Written request
Everything from the line containing "[locate] the conduit" through the last line of the records must be returned verbatim, and nothing outside that range.

Dataset content
====================

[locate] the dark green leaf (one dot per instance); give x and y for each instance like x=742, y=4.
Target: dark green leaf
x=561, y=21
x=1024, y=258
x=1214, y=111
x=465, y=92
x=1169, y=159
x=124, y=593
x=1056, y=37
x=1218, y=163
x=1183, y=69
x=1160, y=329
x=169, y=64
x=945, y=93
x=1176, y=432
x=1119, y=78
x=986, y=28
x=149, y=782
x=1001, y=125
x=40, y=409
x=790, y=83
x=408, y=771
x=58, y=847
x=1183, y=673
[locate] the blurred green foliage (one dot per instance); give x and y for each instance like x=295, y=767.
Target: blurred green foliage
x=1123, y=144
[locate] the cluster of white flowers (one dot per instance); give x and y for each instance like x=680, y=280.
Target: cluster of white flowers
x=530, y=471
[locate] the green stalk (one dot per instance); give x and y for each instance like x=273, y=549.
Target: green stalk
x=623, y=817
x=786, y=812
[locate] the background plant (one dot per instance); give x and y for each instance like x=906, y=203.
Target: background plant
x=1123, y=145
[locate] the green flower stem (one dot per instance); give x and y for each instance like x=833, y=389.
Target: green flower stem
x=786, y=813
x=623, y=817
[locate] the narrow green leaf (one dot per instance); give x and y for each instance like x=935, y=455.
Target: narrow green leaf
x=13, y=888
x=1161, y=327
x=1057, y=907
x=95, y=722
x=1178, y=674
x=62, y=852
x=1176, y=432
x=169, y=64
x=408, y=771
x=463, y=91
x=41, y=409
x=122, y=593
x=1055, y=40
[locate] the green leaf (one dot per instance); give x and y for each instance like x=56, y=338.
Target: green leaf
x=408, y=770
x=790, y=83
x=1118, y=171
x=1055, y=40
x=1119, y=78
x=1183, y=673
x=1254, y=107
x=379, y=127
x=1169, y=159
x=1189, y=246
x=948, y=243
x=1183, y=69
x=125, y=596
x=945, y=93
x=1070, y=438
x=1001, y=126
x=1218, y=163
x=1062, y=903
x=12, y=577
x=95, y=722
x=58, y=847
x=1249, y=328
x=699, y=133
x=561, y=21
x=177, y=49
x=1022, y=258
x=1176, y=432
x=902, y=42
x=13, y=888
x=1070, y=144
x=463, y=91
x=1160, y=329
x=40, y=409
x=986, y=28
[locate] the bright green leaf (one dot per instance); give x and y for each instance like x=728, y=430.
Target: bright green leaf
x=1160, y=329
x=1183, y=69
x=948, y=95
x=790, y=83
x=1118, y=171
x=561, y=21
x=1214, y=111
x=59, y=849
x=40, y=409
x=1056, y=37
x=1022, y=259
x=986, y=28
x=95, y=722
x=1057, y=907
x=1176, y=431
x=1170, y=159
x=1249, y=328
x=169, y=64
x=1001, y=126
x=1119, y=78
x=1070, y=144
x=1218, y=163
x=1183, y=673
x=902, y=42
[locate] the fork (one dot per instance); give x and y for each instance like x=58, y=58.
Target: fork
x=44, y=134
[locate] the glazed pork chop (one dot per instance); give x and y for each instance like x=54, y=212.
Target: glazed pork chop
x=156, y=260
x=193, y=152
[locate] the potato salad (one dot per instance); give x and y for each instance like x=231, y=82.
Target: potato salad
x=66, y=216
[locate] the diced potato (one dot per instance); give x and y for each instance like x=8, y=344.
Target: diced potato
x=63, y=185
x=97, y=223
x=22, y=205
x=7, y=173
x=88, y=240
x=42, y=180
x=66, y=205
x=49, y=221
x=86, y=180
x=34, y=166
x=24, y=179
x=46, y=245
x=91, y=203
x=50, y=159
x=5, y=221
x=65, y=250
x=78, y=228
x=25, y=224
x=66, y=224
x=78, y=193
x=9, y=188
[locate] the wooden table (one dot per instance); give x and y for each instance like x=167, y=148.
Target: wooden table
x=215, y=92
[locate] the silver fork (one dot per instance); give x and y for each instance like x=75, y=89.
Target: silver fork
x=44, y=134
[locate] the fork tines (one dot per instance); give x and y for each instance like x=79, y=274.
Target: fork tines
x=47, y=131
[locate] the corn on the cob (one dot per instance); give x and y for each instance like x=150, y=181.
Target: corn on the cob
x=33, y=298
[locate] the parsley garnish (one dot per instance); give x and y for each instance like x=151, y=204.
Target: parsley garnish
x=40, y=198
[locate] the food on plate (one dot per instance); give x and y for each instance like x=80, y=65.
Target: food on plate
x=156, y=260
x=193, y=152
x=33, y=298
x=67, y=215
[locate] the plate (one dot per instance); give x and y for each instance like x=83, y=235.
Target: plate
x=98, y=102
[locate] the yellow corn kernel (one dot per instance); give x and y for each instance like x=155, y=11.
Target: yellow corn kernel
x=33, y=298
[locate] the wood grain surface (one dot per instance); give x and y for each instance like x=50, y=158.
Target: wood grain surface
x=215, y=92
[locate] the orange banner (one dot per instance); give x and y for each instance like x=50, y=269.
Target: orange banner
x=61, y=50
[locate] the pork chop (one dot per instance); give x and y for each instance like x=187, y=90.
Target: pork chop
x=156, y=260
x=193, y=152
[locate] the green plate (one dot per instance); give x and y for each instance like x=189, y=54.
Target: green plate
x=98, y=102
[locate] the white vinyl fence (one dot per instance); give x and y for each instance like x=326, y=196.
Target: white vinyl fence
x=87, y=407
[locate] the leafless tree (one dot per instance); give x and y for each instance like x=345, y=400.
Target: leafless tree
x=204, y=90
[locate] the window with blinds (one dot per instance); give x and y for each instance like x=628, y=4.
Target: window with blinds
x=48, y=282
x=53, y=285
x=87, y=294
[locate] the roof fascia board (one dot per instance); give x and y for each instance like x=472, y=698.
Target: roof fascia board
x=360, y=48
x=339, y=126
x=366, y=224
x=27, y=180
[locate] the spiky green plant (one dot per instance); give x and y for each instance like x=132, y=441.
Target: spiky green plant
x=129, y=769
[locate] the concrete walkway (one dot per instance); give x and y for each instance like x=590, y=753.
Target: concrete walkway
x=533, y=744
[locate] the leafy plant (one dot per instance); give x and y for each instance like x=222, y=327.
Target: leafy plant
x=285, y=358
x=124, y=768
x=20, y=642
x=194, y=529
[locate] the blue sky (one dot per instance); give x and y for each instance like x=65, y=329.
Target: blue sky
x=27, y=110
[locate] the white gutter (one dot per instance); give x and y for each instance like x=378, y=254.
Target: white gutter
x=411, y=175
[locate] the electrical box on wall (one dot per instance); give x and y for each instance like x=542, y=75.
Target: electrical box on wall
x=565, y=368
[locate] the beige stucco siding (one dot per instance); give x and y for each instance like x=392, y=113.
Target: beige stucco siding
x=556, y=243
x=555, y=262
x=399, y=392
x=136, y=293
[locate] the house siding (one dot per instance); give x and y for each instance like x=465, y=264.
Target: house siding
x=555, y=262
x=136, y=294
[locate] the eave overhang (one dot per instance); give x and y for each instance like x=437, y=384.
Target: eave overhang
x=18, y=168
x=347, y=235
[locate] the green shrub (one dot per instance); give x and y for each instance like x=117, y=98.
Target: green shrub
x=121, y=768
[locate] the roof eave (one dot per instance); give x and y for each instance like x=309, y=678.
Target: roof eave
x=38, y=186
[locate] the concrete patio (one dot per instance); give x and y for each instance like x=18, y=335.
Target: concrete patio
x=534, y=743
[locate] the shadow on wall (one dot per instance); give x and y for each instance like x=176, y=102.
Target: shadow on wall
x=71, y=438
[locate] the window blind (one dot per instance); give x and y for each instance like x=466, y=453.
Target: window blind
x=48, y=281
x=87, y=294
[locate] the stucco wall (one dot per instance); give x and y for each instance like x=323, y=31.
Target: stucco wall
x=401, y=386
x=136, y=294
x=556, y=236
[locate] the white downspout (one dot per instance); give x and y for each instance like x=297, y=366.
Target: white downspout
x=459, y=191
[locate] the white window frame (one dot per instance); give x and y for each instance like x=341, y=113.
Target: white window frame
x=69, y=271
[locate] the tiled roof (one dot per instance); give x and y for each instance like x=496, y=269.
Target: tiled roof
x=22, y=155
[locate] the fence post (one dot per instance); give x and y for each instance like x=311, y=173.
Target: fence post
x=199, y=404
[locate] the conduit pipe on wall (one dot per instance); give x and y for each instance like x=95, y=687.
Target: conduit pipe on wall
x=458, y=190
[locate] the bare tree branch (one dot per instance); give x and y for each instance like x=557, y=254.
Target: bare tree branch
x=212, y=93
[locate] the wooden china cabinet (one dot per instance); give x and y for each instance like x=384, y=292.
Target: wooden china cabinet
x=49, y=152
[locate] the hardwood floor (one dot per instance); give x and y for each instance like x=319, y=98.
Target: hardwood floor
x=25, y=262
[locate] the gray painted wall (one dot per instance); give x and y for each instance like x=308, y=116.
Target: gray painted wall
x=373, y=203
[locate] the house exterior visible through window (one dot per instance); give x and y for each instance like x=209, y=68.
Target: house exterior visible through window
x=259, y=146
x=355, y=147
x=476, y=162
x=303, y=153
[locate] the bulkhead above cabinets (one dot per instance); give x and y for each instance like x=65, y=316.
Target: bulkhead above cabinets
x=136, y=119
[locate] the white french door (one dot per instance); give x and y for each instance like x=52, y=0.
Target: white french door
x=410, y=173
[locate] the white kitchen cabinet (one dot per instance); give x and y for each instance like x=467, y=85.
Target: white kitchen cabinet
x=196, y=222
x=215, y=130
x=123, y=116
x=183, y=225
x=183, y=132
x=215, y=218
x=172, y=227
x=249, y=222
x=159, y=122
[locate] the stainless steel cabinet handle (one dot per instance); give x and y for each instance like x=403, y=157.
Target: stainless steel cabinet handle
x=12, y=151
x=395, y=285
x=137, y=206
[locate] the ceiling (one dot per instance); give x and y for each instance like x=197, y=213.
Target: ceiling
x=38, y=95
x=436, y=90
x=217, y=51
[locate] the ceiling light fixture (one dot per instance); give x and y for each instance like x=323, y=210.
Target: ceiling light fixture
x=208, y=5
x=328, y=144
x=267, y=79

====================

Exercise output
[locate] the conduit pipe on wall (one dot per instance); give x and y for each instance like x=95, y=687.
Target: conduit pipe on wall
x=458, y=190
[locate] the bare tree branch (one dot per instance); give x and y for each instance like x=557, y=254.
Target: bare tree branch
x=212, y=93
[locate] the wooden china cabinet (one dot per instance); give x and y for each instance like x=384, y=292.
Target: wooden china cabinet
x=49, y=152
[locate] the hardwood floor (one dot per instance); give x and y for each instance like x=319, y=98.
Target: hardwood floor
x=25, y=262
[locate] the gray painted wall (one dot per instance); give x and y for each instance like x=308, y=116.
Target: gray painted wall
x=373, y=203
[locate] the house exterior visible through window (one dot per instance); give x and y for each instance like x=209, y=68.
Target: house exterior visible through window
x=259, y=146
x=355, y=147
x=476, y=162
x=303, y=153
[locate] the bulkhead above cabinets (one dot per instance); give x and y for each instance like x=65, y=316.
Target: bulkhead above cabinets
x=136, y=119
[locate] the white french door (one dot per instance); give x and y for each instance like x=52, y=0.
Target: white french door
x=410, y=173
[locate] the white kitchen cabinet (one dot per instance); give x and y for each instance like x=467, y=85.
Target: white kitchen cabinet
x=196, y=222
x=215, y=130
x=123, y=116
x=183, y=225
x=183, y=132
x=215, y=218
x=172, y=227
x=249, y=222
x=159, y=122
[locate] the stainless steel cabinet handle (one dot per instance); give x and y for each instance like x=403, y=157.
Target: stainless steel cabinet handle
x=12, y=151
x=395, y=285
x=137, y=206
[locate] the ceiling (one dot per instance); give x and y for each instance like x=197, y=213.
Target: ceiling
x=38, y=95
x=436, y=90
x=217, y=51
[locate] the ceiling light fixture (one dot per instance); give x and y for each instance like x=323, y=210.
Target: ceiling light fixture
x=208, y=5
x=328, y=144
x=267, y=79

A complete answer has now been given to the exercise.